[Task to carry out] Every line containing the string "tower" is to be copied from the records.

*** Dataset content ***

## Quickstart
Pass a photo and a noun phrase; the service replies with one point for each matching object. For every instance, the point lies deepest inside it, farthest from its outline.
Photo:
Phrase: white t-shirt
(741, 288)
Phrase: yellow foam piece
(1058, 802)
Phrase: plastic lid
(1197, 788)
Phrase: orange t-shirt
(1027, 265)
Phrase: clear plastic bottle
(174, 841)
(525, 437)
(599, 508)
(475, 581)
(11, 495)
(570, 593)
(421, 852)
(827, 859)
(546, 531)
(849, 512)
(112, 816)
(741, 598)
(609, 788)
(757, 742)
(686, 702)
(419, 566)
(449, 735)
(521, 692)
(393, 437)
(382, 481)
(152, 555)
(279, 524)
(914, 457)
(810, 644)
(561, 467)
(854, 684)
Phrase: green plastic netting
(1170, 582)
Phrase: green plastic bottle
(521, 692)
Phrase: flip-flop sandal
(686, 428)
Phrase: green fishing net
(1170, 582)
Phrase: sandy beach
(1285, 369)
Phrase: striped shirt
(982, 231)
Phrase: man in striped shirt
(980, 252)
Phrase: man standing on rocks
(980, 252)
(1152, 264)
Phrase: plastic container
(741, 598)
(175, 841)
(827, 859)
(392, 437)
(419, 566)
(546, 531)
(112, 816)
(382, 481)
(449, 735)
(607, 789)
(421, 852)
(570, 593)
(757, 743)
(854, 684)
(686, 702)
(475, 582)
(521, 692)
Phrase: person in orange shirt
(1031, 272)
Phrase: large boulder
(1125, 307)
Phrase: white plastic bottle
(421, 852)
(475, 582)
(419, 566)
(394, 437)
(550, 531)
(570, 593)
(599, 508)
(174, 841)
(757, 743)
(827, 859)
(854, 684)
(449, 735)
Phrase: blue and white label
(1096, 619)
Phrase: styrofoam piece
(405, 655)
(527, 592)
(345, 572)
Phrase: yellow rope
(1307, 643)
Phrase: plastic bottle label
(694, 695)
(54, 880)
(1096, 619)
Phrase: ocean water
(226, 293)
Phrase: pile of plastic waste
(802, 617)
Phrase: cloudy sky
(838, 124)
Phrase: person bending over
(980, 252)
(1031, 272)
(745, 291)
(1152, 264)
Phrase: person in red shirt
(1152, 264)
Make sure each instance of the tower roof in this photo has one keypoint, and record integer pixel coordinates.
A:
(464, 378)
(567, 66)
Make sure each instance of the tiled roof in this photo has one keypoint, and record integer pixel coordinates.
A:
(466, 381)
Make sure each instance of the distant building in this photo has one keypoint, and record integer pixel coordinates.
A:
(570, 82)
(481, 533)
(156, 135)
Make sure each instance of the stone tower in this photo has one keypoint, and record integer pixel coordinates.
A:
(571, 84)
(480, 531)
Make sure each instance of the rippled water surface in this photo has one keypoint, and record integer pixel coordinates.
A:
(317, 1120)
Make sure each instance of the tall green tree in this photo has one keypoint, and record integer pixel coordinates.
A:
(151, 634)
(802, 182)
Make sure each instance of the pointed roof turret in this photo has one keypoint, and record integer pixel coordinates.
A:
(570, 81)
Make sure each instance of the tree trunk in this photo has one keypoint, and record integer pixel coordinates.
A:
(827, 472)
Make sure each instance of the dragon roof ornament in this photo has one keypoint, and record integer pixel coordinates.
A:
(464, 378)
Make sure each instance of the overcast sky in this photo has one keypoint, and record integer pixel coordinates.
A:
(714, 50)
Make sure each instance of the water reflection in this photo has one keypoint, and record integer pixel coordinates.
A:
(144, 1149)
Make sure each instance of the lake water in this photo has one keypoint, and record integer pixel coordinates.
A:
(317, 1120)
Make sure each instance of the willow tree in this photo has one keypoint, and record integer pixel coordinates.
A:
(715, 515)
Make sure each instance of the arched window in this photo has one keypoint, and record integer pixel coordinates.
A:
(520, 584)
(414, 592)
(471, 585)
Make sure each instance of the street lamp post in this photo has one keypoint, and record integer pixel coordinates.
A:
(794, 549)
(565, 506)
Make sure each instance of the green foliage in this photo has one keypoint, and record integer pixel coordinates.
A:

*** End of Dataset content ***

[Problem solution]
Make sure each instance of the tower roof in this photo has one keypoint, and record integer pixel coordinates.
Make sure each instance of the stone tower in this photo has one keypoint, and record integer pixel coordinates.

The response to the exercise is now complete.